*Article*:
-*-*-
Par un arrêt récent du 7 septembre 2022 (pourvoi n°20-20.404), la chambre commerciale de la Cour de cassation retient que le dirigeant d’une société à l’origine du détournement d’informations confidentielles relatives à une société dont il était antérieurement salarié au profit de la société qu’il a créée après son départ commet une faute intentionnelle d’une particulière gravité, incompatible avec l’exercice normal de ses fonctions sociales, et engage ainsi sa responsabilité personnelle de ce fait.


En l’espèce, l’ancien directeur commercial de la société Europe et Communication a quitté cette société en novembre 2007 pour créer une société concurrente, la société Enez Sun, en février 2008 dont il est devenu le gérant.


Reprochant notamment à son ancien salarié d’avoir détourné déloyalement des informations techniques et commerciales confidentielles dont il a fait bénéficier sa nouvelle société, permettant ainsi à cette dernière de réaliser des économies de frais d’étude, de recherche et de prospection de clientèle, la société Europe et Communication a assigné son ancien salarié et la société Enez Sun devant un tribunal de commerce pour obtenir réparation de son préjudice.


La Cour d’appel de Paris retient la responsabilité de la société Enez Sun sur le fondement de la concurrence déloyale, mais déboute la société Europe et Communication de ses demandes à l’encontre de son ancien salarié, dès lors qu’il « n’est pas justifié à compter de 2008 d’actes détachables de ses fonctions, incompatibles avec l’exercice normal de ses fonctions de gérant de la société Enez Sun de nature à engager sa responsabilité personnelle, ni de détournement à son profit ».[1]


Cette motivation est cassée par la Chambre commerciale de la Cour de cassation dans son arrêt du 7 septembre 2022, au motif que : [2]


« aux termes [de l’article 1382, devenu l’article 1240, du Code civil], tout fait quelconque de l'homme, qui cause à autrui un dommage, oblige celui par la faute duquel il est arrivé à le réparer. Il résulte [de l’article L.223-22 du Code de commerce] que la responsabilité personnelle d'un dirigeant à l'égard des tiers ne peut être retenue que s'il a commis une faute séparable de ses fonctions et qu'il en est ainsi lorsque le dirigeant commet intentionnellement une faute d'une particulière gravité, incompatible avec l'exercice normal des fonctions sociales. […]


En statuant ainsi, alors qu'elle avait constaté que M. [H] était à l'origine du détournement déloyal d'informations confidentielles relatives à l'activité de la société Europe et Communication dont il était antérieurement salarié, et que ce détournement avait été opéré au profit de la société Enez Sun, qu'il avait créée en février 2008 à la suite de son départ de la société Europe et Communication, faisant ainsi ressortir la commission intentionnelle d'une faute d'une particulière gravité, incompatible avec l'exercice normal des fonctions sociales, la cour d'appel, qui n'a pas tiré les conséquences légales de ses constatations, a violé les textes susvisés ».
-*-*-
*Données enregistrées*:
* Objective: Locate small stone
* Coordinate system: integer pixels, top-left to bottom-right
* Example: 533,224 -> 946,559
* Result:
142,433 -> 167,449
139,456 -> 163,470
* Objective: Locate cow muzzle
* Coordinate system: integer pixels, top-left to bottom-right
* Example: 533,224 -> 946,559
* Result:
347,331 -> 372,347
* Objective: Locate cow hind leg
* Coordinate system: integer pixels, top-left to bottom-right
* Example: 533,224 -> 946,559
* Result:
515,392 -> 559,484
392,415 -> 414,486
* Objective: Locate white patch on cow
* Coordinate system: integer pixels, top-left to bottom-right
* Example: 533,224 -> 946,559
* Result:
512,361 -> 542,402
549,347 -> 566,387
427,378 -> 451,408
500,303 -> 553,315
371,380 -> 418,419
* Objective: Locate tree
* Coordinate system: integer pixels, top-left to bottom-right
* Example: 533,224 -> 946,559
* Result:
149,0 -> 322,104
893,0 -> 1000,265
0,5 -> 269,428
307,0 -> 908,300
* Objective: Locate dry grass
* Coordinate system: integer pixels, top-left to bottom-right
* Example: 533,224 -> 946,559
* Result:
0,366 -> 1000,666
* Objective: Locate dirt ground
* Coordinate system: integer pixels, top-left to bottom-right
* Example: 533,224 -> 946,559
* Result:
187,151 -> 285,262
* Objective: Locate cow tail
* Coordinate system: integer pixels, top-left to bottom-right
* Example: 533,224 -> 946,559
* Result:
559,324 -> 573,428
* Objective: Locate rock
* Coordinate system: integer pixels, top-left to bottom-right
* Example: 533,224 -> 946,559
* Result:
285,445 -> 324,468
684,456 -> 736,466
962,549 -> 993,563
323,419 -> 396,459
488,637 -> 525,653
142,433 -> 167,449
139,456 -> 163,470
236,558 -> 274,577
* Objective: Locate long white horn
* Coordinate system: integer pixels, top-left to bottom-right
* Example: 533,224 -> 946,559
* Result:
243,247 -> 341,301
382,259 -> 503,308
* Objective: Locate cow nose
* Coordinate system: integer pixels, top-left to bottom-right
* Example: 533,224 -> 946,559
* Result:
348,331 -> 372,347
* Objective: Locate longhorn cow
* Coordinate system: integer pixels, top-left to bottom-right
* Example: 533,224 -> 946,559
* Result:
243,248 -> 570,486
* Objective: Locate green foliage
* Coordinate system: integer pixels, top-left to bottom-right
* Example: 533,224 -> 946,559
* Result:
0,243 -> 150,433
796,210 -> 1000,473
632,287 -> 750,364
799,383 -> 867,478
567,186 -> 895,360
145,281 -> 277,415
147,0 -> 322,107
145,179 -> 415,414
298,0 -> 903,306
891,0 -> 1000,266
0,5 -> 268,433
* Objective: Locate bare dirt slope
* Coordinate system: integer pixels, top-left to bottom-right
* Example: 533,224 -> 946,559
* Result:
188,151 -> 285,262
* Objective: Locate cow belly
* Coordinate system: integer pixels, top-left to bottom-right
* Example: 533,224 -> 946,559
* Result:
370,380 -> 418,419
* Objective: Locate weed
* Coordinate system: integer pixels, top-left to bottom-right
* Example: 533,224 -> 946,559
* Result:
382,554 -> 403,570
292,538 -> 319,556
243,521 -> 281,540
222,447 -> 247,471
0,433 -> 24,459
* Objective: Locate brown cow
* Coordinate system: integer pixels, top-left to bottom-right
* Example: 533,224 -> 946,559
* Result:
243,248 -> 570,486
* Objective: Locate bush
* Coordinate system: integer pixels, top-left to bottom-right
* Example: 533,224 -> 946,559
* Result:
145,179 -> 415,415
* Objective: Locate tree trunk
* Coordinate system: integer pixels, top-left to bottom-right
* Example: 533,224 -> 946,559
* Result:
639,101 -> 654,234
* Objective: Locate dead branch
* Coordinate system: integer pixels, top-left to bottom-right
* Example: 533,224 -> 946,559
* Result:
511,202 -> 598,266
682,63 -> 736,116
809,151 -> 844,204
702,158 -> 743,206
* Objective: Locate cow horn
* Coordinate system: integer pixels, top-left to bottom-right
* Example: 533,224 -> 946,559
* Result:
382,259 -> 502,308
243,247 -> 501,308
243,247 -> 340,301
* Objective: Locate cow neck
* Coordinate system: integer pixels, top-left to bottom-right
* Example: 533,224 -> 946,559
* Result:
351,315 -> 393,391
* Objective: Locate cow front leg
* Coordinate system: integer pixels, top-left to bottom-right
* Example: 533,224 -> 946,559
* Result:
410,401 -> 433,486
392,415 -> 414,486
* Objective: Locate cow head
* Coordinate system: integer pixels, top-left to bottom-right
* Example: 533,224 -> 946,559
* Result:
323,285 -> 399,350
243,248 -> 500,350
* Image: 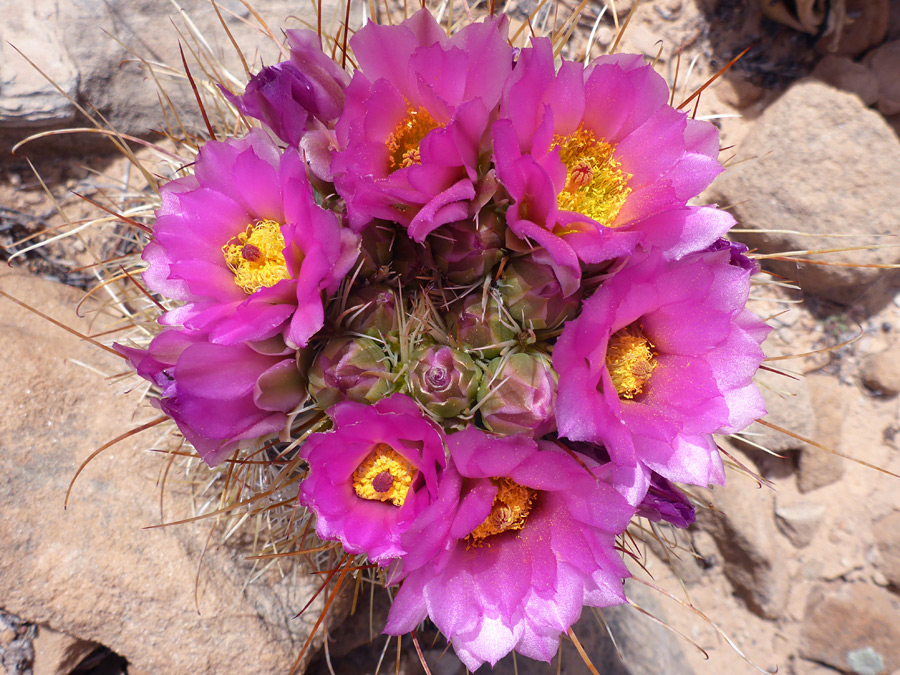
-*-*-
*Série de tâches*:
1. Dans la liste, de la ligne contenant « long white horn » à la ligne contenant « 0,5 -> 268,433 », remplacez « Locate » par « Find » et reproduisez ces lignes sans rien y changer d'autre.
2. Prolongez l'article sur la responsabilité personnelle du dirigeant en reprenant juste après sa dernière phrase.

*Résultats des tâches*:
1.
* Objective: Find long white horn
* Coordinate system: integer pixels, top-left to bottom-right
* Example: 533,224 -> 946,559
* Result:
243,247 -> 341,301
382,259 -> 503,308
* Objective: Find cow nose
* Coordinate system: integer pixels, top-left to bottom-right
* Example: 533,224 -> 946,559
* Result:
348,331 -> 372,347
* Objective: Find longhorn cow
* Coordinate system: integer pixels, top-left to bottom-right
* Example: 533,224 -> 946,559
* Result:
243,248 -> 570,486
* Objective: Find green foliage
* Coordinate system: integer pixels, top-left to bottom-right
* Example: 533,224 -> 946,559
* Result:
0,243 -> 150,433
796,210 -> 1000,473
632,287 -> 750,364
799,383 -> 867,478
567,186 -> 895,360
145,281 -> 277,415
147,0 -> 322,107
145,179 -> 415,414
298,0 -> 903,306
891,0 -> 1000,266
0,5 -> 268,433

2.
En effet, si rien n’interdit à un ancien salarié d’utiliser ses connaissances dans son nouvel emploi, ou de préparer une future activité concurrente de celle de son employeur tant que cette concurrence ne devient effective qu’après la rupture du contrat de travail (et que l’ancien salarié n’est pas tenu par une clause de non-concurrence), [3] la constitution d’une société concurrente dont l’ancien salarié prendrait la direction ne doit pas s’accompagner d’actes déloyaux, tels que l’appropriation d’informations confidentielles relatives à l’activité de précédent employeur. [4]


A défaut, la victime sera doublement fondée à agir contre son ancien salarié : sur le fondement de l’action pour concurrence déloyale d’une part, et sur le fondement de la faute séparable des fonctions de dirigeant d’autre part.


La faute séparable requiert cependant la démonstration d’un élément intentionnel, [5] contrairement à l’action pour concurrence déloyale,[6] et risque donc d’être plus difficile à caractériser.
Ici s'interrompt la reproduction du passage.